─── SUPPLIED PASSAGE

Over 1,000 veterans may have died at VA hospitals

(WISH Photo/ Doug Moon)
(WISH Photo/ Doug Moon)

INDIANAPOLIS (WISH) -  A new investigation by an Oklahoma politician uncovered more than 1,000 veterans may have died within the VA hospitals in the last decade.  I-Team 8′s chief investigative reporter Karen Hensel read through the 124-page report.

The report released Tuesday afternoon showed bad VA care may have killed 1,000 veterans.  The year-long investigation of VA hospitals around the country blames the deaths on malpractice and lack of care from VA medical facilities.  Oklahoma Senator Tom Coburn released the new oversight report “Friendly Fire: Death, Delay and Dismay at the VA.”

Coburn, a medical doctor, says the report shows the problems at the VA are worse than anyone imagined.  He found the VA has paid out nearly $1 billion to veterans and their families for its medical malpractice.  Key findings include cover-ups and sexual harassment by VA officials, criminal activity by VA employees,  $20 billion in waste and mismanagement.

I-Team 8 investigations found the scheduling and secret wait times at VA hospitals had been known since at least 2010.  We uncovered and asked the House Veterans Affairs committee about a memo sent in April 2010 listing “inappropriate scheduling” and “gaming strategies”.  Now we learn VA management knew about it for six years, not four.

──────

● SET OF TASKS:
• A. According to the VA hospital report article, how much has the VA paid out to veterans and their families for medical malpractice?
• B. Write the next part of the article on veteran deaths at VA hospitals, picking up after its last sentence.

─── ENTRIES SHOWN

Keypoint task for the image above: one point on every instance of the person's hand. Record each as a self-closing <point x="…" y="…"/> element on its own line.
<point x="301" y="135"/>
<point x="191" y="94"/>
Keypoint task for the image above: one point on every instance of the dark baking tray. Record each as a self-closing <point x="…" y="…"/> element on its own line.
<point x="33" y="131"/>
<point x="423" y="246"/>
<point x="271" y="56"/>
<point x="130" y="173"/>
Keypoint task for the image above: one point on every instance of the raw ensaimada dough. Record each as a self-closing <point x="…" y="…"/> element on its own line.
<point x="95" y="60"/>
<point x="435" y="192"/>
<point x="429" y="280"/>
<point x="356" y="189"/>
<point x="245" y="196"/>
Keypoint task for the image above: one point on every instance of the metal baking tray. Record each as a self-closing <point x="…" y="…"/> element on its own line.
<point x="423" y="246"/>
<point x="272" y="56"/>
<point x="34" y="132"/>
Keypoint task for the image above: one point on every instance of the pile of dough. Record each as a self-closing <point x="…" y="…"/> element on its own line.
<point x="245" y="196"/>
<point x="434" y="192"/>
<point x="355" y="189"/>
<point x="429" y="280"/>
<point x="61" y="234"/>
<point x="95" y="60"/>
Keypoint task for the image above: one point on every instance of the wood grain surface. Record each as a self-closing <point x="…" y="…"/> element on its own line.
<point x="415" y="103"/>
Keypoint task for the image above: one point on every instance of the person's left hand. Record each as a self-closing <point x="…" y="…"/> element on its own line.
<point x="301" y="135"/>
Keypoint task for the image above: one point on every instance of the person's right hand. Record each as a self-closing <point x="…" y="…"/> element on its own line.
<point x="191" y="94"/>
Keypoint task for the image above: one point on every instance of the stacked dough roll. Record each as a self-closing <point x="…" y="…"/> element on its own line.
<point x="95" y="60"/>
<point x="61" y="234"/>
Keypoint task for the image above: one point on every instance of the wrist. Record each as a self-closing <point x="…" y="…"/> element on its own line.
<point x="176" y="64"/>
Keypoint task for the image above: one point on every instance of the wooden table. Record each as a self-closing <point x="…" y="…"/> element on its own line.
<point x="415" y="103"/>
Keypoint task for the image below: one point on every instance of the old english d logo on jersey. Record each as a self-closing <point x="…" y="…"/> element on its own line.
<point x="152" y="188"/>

──────

● RESPONSES PER TASK:
• A. Nearly $1 billion.

• B.
The report points to what one of our many I-Team 8 investigations exposed last year which is veterans in Indianapolis were waiting 612 days to have their disability benefits claims processed at the regional office.

The scandal over delays in medical care took center stage Monday night in a late night hearing on Capitol Hill.  VA officials were blasted over the treatment of veterans.

One lawmaker said “The reality is you’re not outraged!!”.  That’s when the VA official replied “I think it is a good system.”  The lawmaker got angry saying “It’s not a good system.” Then the lawmaker retorted “Really? Not if you’re a veteran.”

In a long-term mental health facility in Brockton, Massachusetts one veteran had his first mental health evaluation 8 years after he moved in.  Another veteran waited 7 years.

The inspector general is investigating 70 VA facilities.  Roudebush in Indianapolis is one of the facilities flagged to be re-inspected.